Fragmento de página |
----------------------------------------

Sin embargo, aunque eran acciones sencillas, para él eran de gran valor porque las
ofrecía a Dios todos los días, con todo su corazón. En una catequesis explicó:
"Es
menester ofrecer a Dios nuestros pasos, nuestro trabajo y nuestro reposo. ¡Oh,
cuán hermoso es hacerlo todo por Dios! Ea, alma mía, si trabajas por Dios,
trabajarás tú, mas Dios bendecirá tus obras; serás tú quien andarás, mas Dios
bendecirá tus pasos [...] ¡Oh, qué belleza ofrecerse a Dios en sacrificio todas
las mañanas!"
Cuenta el padre
Trochu que un día, Juan María - ya con trece años - fue a la viña con su
hermano Francisco. Ahí se esforzó en trabajar tanto como él, lo que provocó que
regresara rendido de cansancio a su casa. Su madre, compadecida, pidió a
Francisco que no corriera tanto o que le ayudara al menor. La respuesta de
Francisco fue:
"Juan-María
no está obligado a hacer lo que yo; ¿qué diría la gente si el mayor adelantase
menos en el trabajo?"

----------------------------------------

Registros disponibles |
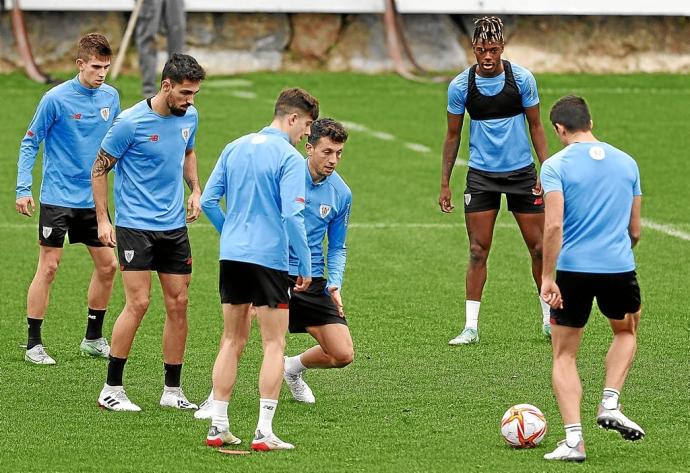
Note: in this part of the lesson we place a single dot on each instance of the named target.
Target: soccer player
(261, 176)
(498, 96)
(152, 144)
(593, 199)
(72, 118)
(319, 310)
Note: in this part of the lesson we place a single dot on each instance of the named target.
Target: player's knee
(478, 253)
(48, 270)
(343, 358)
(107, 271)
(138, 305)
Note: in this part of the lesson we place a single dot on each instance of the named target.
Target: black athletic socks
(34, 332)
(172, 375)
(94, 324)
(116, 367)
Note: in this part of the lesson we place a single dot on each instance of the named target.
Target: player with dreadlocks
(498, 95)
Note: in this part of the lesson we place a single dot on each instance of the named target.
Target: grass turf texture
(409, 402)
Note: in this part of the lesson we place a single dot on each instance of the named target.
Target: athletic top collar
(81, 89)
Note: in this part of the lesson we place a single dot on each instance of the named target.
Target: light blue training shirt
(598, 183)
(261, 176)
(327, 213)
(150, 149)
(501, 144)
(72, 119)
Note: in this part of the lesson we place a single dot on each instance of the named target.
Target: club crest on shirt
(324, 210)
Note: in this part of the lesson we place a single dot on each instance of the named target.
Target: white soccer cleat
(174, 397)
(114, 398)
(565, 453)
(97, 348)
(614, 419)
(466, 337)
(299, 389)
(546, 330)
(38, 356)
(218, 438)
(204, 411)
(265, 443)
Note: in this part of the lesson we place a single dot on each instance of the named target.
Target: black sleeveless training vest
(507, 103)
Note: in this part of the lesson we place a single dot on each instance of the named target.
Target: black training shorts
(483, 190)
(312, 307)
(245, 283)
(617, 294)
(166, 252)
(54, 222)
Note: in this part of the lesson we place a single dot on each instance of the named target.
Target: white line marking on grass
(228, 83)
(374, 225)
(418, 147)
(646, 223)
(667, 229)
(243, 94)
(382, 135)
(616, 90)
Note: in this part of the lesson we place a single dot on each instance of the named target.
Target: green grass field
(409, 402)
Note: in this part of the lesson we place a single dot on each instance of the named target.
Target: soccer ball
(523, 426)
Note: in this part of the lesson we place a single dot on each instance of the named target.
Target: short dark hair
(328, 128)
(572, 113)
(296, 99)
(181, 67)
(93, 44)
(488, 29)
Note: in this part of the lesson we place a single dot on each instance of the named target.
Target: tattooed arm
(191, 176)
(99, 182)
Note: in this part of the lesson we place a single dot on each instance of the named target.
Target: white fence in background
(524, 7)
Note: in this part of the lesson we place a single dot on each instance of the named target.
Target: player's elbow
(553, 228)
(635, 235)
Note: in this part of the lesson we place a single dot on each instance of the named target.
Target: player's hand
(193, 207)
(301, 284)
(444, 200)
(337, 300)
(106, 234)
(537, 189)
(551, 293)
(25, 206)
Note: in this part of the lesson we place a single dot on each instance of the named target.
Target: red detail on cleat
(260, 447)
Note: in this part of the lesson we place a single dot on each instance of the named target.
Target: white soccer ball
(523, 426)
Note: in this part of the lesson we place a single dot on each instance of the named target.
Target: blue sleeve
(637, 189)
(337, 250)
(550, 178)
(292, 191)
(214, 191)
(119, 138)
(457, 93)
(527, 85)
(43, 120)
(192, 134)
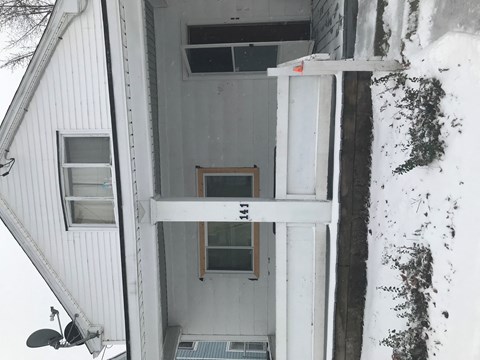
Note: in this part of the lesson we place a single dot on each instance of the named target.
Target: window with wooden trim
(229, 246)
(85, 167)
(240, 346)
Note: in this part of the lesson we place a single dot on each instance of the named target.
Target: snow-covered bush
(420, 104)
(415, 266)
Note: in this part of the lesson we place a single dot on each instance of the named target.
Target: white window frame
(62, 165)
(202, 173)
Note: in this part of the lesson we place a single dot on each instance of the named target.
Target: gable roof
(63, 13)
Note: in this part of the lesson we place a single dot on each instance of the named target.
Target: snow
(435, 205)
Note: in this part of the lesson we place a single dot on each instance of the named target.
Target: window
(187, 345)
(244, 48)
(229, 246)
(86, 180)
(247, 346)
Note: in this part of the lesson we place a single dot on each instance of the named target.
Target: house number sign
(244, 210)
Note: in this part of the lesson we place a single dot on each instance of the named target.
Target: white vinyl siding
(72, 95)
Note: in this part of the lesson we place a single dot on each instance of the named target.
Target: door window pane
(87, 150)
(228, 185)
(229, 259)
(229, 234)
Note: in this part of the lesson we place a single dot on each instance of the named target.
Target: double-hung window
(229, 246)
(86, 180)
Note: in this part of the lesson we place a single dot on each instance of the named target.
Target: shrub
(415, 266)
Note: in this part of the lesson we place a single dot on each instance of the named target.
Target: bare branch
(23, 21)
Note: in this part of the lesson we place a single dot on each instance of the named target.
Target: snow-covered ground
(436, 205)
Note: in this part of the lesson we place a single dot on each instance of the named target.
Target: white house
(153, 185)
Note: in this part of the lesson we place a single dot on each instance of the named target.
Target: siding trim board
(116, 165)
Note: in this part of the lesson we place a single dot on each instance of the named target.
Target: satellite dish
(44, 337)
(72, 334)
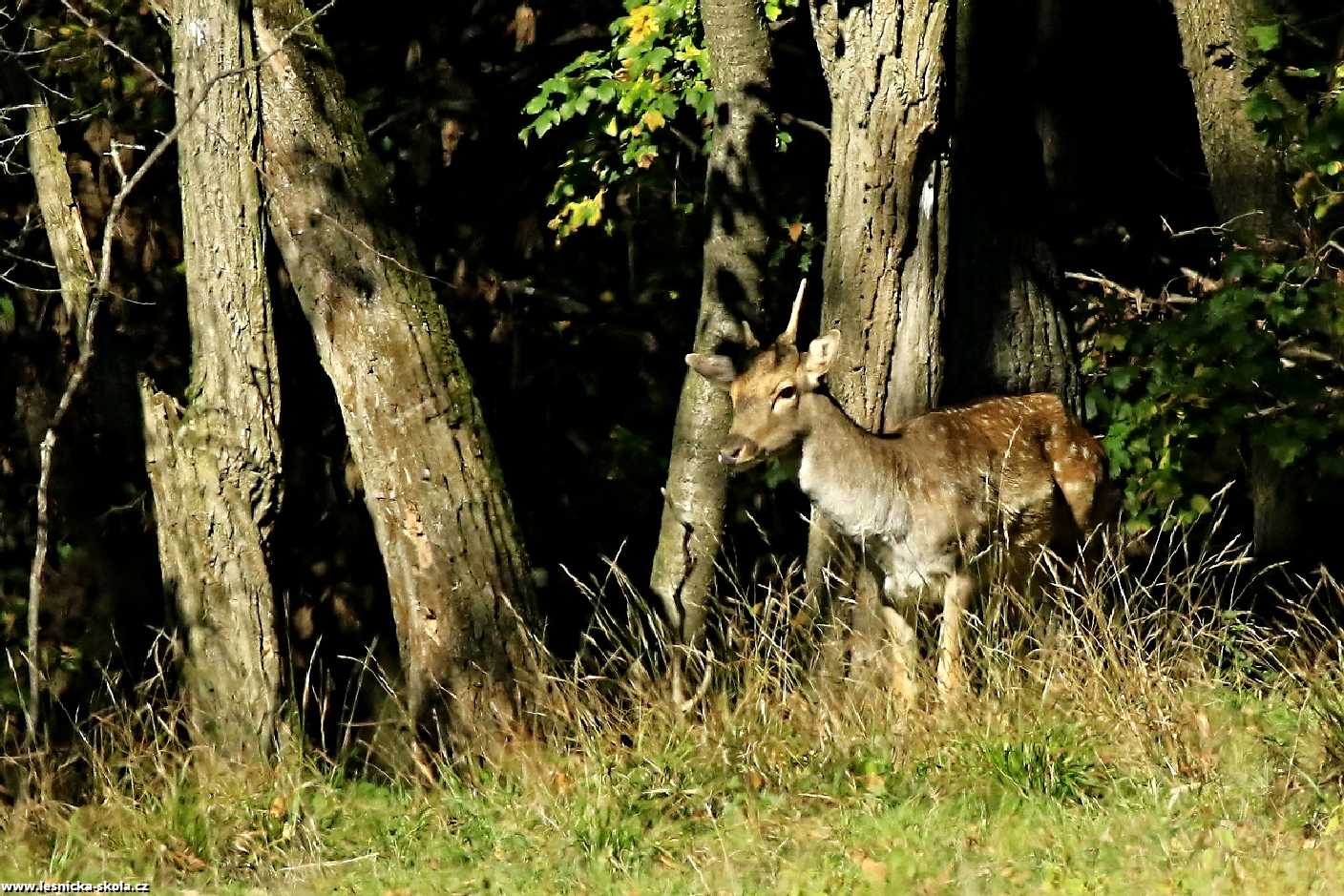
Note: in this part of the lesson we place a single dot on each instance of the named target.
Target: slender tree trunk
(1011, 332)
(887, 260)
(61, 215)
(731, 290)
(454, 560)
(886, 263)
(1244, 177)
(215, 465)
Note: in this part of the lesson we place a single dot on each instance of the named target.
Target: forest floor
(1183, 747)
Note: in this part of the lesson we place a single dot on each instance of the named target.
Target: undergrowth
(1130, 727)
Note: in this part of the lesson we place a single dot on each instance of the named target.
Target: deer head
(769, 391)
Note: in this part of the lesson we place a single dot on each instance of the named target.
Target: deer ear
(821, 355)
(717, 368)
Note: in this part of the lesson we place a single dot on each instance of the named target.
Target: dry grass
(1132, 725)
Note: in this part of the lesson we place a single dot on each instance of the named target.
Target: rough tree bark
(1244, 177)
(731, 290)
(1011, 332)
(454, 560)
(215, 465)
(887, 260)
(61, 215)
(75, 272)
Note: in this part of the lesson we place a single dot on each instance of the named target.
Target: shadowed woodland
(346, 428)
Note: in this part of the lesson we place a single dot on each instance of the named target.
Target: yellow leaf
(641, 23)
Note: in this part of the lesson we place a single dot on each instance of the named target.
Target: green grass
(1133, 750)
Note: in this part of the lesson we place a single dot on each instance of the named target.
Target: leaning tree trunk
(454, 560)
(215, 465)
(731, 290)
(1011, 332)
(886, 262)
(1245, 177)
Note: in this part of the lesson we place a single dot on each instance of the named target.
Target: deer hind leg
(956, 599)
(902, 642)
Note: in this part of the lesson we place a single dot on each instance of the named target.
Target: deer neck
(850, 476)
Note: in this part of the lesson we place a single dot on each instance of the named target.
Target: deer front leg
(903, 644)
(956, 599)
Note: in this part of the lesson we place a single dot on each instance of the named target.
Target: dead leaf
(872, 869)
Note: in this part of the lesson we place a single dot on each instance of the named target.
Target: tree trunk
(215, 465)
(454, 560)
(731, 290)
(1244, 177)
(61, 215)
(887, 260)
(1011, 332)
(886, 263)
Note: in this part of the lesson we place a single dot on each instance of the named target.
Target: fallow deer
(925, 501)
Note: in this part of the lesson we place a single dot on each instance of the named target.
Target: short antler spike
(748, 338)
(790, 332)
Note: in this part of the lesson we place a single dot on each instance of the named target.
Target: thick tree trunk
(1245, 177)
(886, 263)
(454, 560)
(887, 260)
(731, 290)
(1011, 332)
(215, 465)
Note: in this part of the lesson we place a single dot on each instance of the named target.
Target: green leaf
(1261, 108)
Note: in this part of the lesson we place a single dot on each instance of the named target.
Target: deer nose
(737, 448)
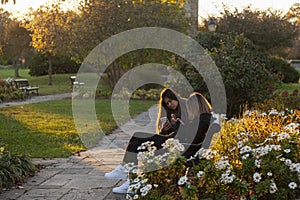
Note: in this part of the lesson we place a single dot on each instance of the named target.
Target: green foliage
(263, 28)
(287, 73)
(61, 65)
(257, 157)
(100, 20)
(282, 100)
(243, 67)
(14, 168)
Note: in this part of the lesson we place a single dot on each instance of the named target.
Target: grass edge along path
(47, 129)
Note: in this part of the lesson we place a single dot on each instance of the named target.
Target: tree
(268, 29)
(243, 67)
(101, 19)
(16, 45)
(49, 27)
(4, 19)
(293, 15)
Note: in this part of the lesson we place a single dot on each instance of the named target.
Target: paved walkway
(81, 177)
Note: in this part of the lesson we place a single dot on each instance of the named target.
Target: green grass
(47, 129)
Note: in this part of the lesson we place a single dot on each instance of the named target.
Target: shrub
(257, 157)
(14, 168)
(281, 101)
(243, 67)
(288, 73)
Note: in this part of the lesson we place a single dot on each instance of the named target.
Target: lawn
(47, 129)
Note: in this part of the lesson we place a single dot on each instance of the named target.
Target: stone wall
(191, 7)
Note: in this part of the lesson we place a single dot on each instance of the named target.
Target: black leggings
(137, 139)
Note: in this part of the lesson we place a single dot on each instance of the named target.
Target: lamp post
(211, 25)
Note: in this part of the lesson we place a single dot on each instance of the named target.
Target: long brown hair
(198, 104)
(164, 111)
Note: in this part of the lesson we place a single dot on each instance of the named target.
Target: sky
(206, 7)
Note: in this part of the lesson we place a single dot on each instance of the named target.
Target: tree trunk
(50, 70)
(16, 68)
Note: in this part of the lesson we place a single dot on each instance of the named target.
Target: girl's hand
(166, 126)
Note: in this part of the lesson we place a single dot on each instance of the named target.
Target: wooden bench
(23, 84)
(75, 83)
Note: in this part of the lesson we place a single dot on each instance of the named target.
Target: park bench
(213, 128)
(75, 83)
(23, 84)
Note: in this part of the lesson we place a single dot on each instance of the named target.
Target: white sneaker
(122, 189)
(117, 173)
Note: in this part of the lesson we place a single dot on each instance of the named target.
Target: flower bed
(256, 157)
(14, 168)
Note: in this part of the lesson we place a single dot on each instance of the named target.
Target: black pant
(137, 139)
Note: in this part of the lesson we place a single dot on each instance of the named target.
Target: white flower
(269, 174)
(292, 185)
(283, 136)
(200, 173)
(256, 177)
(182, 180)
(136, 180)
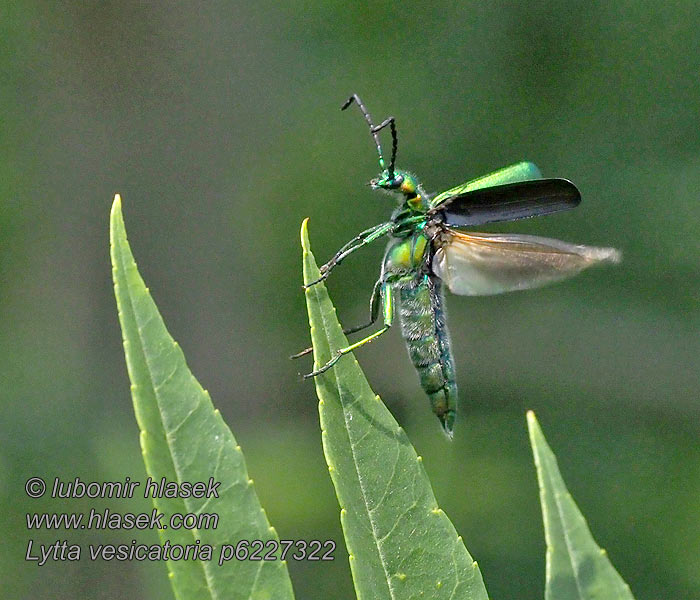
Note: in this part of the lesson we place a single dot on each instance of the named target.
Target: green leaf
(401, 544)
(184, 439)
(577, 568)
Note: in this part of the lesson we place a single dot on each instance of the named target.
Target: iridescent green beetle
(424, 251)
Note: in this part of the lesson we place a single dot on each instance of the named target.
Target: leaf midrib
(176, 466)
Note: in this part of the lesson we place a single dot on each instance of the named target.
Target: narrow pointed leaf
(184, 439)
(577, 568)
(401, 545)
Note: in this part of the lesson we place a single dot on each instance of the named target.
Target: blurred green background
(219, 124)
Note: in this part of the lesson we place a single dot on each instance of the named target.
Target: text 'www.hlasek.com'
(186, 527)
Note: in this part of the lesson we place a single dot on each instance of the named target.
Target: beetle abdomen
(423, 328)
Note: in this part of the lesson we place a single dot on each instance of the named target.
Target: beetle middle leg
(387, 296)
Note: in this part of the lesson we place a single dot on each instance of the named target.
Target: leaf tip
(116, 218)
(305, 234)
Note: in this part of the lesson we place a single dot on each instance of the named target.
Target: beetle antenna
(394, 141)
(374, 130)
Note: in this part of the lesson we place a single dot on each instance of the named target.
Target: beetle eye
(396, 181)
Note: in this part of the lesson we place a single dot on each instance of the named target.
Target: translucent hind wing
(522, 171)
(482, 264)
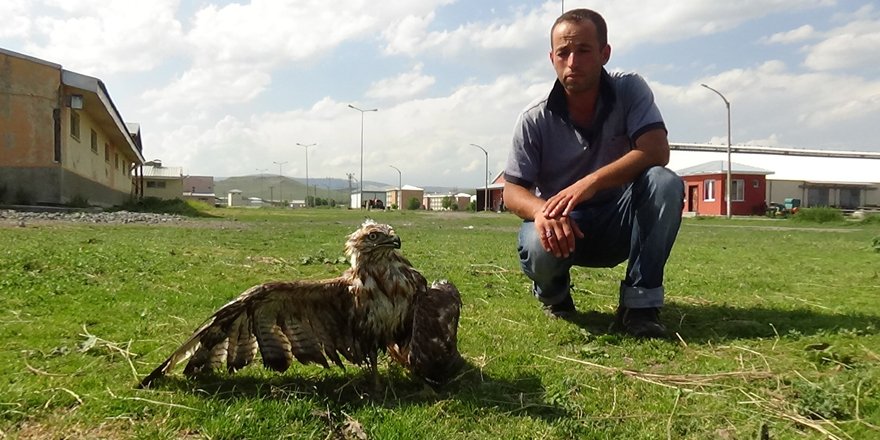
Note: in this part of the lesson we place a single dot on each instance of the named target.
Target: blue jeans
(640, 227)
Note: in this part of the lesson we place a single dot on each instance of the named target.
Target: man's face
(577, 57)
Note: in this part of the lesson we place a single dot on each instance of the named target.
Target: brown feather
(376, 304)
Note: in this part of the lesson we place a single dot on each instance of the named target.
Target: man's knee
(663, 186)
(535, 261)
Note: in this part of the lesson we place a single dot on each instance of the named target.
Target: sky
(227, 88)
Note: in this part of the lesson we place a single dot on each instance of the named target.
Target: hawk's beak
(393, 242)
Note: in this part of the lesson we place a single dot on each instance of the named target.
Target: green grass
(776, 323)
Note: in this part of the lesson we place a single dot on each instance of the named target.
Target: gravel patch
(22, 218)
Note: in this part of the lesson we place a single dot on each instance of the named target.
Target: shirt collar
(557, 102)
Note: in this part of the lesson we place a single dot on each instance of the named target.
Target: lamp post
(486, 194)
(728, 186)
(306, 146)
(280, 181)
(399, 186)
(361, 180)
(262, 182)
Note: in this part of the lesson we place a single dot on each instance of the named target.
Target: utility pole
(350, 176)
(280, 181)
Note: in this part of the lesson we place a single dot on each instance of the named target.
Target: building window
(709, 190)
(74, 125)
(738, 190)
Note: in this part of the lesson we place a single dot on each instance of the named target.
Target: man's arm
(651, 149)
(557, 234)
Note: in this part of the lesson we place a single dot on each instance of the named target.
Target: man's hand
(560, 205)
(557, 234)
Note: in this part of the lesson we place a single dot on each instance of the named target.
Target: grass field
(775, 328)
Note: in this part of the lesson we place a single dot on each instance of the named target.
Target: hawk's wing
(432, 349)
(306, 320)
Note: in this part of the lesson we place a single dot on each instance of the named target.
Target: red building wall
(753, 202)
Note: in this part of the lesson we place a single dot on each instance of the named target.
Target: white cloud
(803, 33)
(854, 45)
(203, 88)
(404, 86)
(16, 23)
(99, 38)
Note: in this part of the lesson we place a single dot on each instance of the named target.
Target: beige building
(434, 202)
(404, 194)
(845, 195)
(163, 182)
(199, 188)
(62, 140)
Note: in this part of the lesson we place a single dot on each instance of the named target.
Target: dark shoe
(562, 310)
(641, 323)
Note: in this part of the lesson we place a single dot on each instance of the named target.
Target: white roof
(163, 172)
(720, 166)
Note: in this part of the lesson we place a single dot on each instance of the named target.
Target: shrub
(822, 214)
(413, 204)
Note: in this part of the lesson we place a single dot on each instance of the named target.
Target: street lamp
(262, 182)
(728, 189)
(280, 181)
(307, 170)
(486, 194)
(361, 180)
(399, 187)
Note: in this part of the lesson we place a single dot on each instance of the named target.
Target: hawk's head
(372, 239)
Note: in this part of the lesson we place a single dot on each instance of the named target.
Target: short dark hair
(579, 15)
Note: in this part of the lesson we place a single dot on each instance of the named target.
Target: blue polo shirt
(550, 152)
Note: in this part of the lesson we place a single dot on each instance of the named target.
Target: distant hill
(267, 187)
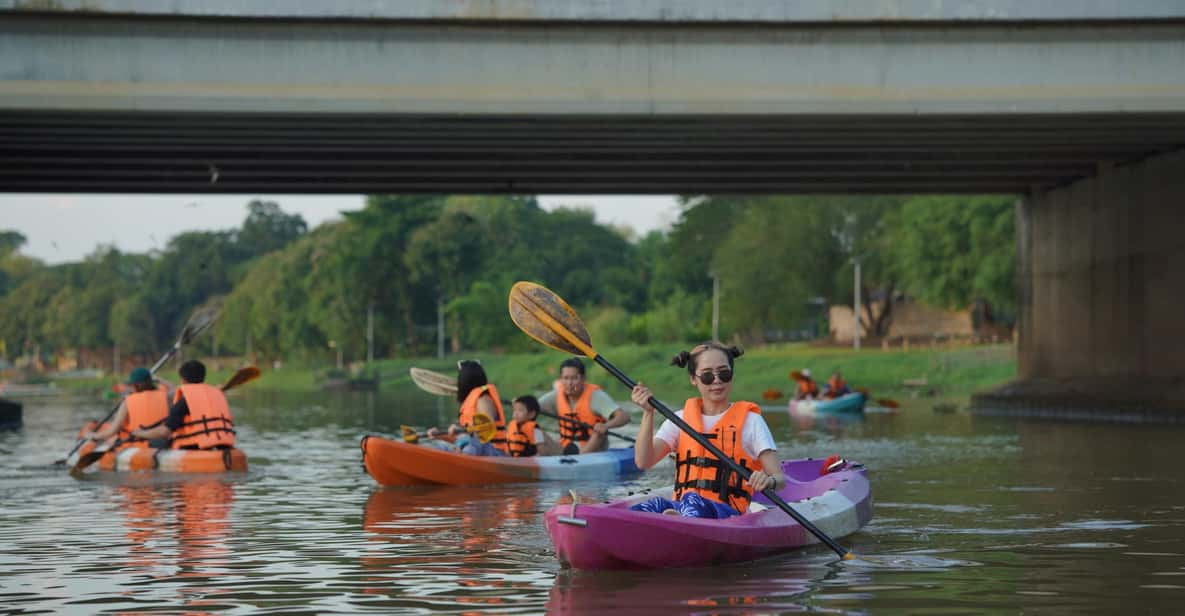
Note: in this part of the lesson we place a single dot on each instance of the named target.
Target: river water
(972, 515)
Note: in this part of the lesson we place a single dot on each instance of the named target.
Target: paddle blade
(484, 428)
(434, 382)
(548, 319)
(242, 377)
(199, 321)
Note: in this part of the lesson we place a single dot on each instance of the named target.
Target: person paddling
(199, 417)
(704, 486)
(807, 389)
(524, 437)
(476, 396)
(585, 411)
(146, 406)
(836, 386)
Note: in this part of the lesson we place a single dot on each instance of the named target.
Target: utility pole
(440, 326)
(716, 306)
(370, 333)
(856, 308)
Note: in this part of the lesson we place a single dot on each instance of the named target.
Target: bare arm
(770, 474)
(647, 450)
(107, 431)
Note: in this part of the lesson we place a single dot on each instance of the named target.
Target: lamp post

----------------------------------------

Enunciado 1 |
En el fragmento sobre Juan María, ¿con quién fue a la viña cuando tenía trece años?
Enunciado 2 |
Indica, por favor, cuántas líneas de los registros contienen la palabra "knee", distinguiendo mayúsculas y minúsculas. Responde solo con el número.

Respuesta completa 1 |
Con su hermano Francisco.

Respuesta completa 2 |
2